■ PROBLEM DETAILS ■
Count the lines in the records that contain the word "black". Reply with only the number.

■ DATA EXTRACT ■
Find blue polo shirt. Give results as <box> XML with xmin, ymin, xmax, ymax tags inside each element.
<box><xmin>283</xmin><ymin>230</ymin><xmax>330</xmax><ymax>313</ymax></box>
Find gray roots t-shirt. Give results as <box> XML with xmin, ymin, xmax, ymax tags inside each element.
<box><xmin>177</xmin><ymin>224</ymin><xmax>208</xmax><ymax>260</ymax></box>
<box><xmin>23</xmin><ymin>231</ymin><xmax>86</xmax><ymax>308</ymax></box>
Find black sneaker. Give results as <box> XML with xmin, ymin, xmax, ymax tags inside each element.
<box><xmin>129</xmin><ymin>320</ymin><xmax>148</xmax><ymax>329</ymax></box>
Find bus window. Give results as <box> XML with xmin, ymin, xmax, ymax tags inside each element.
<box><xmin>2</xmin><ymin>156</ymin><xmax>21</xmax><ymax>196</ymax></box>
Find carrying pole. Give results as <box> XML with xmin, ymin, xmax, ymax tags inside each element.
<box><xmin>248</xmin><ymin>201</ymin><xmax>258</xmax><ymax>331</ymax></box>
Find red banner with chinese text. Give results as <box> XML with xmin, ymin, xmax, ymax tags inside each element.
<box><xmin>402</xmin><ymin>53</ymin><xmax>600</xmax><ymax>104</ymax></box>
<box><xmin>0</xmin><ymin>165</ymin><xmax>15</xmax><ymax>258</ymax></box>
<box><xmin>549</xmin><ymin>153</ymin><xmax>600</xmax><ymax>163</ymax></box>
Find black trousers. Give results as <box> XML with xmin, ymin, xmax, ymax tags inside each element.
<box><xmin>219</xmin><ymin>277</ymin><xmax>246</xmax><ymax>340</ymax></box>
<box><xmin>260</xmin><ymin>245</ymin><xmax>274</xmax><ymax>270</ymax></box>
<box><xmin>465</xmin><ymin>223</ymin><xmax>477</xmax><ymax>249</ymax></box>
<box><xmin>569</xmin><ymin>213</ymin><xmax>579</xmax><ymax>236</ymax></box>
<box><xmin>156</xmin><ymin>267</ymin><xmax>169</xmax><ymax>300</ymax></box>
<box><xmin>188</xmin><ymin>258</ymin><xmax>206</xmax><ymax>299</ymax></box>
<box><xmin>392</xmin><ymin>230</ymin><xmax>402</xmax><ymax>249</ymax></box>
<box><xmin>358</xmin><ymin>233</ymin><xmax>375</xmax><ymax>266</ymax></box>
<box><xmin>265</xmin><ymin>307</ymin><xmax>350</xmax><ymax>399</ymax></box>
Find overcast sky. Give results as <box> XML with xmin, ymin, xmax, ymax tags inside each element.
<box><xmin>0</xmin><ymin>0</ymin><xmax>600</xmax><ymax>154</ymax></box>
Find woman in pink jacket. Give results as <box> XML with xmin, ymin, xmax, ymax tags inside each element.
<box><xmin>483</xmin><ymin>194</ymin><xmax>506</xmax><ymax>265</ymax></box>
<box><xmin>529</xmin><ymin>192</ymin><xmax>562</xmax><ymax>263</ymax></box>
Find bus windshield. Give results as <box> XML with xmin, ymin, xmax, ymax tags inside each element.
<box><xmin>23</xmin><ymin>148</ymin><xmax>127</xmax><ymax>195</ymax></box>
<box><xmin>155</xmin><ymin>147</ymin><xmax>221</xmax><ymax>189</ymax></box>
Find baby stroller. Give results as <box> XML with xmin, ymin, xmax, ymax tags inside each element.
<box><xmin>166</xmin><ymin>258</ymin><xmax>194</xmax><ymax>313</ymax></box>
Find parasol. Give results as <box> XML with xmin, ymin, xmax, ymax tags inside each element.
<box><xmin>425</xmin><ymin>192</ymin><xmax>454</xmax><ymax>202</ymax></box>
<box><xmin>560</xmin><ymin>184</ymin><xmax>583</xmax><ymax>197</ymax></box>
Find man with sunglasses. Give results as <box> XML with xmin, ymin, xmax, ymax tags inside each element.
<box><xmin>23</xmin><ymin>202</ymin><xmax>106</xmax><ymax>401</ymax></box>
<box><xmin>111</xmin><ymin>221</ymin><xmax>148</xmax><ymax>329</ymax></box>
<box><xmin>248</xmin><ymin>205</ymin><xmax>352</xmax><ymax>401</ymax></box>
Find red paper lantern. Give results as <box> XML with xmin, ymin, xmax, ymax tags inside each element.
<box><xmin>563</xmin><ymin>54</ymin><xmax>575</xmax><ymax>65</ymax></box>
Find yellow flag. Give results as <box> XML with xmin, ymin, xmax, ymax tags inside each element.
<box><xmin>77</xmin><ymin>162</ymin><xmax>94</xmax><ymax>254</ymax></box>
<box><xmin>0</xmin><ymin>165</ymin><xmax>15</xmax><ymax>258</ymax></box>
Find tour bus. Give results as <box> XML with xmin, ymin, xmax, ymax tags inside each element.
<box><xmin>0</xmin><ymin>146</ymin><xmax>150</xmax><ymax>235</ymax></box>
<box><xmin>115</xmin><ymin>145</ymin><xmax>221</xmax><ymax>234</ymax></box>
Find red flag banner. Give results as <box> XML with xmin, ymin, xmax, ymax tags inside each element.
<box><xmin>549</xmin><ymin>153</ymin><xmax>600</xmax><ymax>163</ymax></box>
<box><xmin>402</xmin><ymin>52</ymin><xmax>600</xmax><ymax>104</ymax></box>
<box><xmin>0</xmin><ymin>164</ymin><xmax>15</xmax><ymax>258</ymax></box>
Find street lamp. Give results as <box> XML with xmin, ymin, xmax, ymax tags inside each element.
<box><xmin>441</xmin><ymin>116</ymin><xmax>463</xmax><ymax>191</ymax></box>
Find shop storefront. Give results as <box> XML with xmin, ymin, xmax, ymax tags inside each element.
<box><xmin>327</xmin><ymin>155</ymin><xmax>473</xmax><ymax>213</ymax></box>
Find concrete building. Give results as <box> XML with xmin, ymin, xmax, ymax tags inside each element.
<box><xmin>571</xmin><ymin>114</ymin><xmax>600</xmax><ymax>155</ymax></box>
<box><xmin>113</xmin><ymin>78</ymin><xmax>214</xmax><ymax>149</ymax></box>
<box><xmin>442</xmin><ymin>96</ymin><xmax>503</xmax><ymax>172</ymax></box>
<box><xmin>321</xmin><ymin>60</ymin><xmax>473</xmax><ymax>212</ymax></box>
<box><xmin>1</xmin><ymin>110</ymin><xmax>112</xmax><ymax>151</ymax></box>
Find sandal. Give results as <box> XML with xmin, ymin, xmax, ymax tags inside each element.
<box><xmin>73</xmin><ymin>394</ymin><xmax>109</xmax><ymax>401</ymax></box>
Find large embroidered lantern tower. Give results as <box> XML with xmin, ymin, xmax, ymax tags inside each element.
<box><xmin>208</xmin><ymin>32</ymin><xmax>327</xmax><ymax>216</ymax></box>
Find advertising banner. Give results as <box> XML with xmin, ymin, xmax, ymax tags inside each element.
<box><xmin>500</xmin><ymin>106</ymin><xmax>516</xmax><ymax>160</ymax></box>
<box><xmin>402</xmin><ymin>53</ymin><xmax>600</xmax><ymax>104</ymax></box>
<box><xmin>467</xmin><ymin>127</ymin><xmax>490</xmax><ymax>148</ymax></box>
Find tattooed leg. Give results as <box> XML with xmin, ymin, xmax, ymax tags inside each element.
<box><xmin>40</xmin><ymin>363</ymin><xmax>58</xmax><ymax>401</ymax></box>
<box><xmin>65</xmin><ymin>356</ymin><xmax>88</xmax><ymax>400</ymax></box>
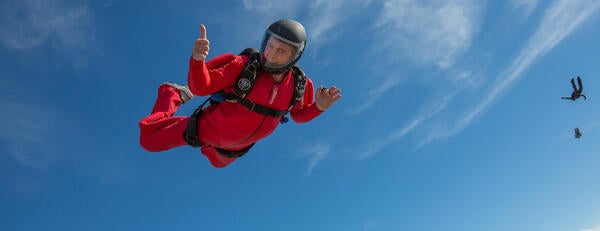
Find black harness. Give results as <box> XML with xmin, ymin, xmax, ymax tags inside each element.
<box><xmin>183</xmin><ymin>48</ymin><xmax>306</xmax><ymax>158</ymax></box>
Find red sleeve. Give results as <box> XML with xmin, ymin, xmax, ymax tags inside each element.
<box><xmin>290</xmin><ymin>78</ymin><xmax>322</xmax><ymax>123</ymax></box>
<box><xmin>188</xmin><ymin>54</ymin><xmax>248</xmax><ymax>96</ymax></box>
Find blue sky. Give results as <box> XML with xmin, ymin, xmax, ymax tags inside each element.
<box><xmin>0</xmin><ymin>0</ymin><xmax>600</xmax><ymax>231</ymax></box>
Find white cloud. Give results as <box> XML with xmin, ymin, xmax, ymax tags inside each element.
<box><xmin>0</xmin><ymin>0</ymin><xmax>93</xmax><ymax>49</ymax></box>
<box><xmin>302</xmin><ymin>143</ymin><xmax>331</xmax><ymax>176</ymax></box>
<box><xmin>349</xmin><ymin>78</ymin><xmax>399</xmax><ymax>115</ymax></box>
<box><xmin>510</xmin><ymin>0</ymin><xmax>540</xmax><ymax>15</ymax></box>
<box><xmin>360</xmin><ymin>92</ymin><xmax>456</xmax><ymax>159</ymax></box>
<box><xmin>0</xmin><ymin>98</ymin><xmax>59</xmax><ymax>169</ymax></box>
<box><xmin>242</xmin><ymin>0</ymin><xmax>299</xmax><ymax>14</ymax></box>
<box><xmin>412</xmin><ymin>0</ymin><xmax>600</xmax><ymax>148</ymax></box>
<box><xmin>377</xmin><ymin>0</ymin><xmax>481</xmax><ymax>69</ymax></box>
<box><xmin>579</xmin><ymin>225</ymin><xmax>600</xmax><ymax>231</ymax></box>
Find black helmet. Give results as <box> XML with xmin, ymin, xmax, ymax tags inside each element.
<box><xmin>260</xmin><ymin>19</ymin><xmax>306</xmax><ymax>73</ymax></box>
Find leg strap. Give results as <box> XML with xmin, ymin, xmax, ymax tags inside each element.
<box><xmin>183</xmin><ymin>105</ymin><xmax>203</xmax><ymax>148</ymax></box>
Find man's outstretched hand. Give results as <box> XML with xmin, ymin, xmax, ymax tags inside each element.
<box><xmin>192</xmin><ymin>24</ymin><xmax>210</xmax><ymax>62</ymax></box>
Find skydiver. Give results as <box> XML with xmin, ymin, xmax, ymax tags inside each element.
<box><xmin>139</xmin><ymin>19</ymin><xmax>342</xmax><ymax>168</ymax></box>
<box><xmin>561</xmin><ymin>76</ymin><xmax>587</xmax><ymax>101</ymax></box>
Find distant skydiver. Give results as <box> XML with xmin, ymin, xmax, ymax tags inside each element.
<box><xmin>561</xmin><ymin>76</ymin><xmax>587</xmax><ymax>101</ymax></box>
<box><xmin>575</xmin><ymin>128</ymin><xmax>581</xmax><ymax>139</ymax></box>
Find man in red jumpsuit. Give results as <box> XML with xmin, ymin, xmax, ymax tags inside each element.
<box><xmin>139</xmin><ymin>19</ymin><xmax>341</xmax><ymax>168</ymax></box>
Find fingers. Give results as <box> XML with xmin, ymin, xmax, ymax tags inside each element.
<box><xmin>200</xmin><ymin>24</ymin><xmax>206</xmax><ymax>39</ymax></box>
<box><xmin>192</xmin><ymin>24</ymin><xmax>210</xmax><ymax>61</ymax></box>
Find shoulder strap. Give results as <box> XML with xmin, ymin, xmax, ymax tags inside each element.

■ RESULT FOR THIS EXERCISE ■
4